◆ **EXCERPTED RECORDS**
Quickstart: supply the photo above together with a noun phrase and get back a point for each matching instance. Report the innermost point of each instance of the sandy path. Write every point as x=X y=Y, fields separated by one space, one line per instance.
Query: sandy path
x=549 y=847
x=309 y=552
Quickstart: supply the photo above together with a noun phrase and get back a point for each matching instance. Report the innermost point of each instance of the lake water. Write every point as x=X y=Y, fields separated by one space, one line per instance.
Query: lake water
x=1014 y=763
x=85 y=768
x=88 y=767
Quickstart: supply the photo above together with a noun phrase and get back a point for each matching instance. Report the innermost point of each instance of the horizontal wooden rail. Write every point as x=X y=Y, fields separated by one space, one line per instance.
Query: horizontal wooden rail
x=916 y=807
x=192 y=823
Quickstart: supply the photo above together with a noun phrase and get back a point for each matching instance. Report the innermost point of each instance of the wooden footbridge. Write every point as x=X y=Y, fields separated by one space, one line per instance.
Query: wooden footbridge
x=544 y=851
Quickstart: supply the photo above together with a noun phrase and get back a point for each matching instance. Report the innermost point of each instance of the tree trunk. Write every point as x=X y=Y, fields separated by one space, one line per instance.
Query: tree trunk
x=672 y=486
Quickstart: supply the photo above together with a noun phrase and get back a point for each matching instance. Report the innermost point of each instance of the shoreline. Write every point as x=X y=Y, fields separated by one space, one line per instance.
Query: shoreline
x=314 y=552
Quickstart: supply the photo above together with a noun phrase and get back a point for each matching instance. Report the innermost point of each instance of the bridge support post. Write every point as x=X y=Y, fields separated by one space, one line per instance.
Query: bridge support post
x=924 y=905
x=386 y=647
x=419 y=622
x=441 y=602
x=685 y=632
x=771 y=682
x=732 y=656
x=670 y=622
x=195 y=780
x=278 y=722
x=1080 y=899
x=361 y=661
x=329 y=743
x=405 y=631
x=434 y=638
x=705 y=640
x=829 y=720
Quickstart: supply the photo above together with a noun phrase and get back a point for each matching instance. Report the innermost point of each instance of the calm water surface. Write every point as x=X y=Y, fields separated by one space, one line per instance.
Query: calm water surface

◆ **ABOUT THIS TASK**
Transcribe the data above in full, keeping every word as it is.

◆ **RESPONSE TO THIS TASK**
Quickstart: supply the photo above together with a noun phrase and get back a point for each matching instance. Report the innermost point of each instance of the sandy path. Write every point as x=X y=Y, fields separated by one space, one line per instance.
Query: sandy path
x=549 y=847
x=309 y=552
Quickstart: supply the photo above together with a noun phrase and get back a point for each matching instance. Report the innermost point of each instance of the lake water. Write every point as x=X y=Y, fields separated by one space, one line per instance.
Query: lake water
x=1014 y=763
x=85 y=768
x=88 y=767
Quickstart: supply the photo above together with a noun phrase and get back a point for each matching instance. Report the innermost point of each instance of the horizontal wooden rail. Write every point as x=X y=Y, fields separated by one space, one line per instance.
Query: horizontal wooden rail
x=916 y=807
x=192 y=823
Quickstart: supply the photo above together with a noun phrase and get back a point for each matching instance. Report the innermost point of each instance of the wooden footbridge. Write every point as x=X y=Y, fields separated by one space, one line per instance.
Query: wooden footbridge
x=544 y=851
Quickstart: supply the photo above together with a noun phrase and get back a point for each matching instance. Report the innermost point of each instance of the tree trunk. Write every point as x=X y=Y, fields separated by one space, one line per instance.
Query: tree trunk
x=672 y=486
Quickstart: supply the photo above together with a noun phrase and get back a point for each matching instance. Report the innermost point of each instance of the shoreline. Write every point as x=X y=Y, fields separated by one space, one line per instance.
Query: shoreline
x=314 y=552
Quickstart: supply the photo above together with a noun phrase and get back a point for each matching instance. Report the innermost point of each instance of the bridge support post. Write every point as x=X y=Y, fields separated by one space, one line per instance.
Query: bridge support post
x=924 y=905
x=386 y=647
x=419 y=622
x=441 y=602
x=685 y=632
x=771 y=682
x=732 y=656
x=670 y=622
x=195 y=780
x=278 y=722
x=1080 y=899
x=361 y=661
x=329 y=743
x=405 y=631
x=434 y=638
x=705 y=640
x=829 y=720
Quickstart: supply the photo above together with a noun phrase and get back a point for each matching instance. Report the innermost point of each instance of the calm water surface. Write every point as x=X y=Y, fields separated by one space, one line per instance.
Query: calm water surface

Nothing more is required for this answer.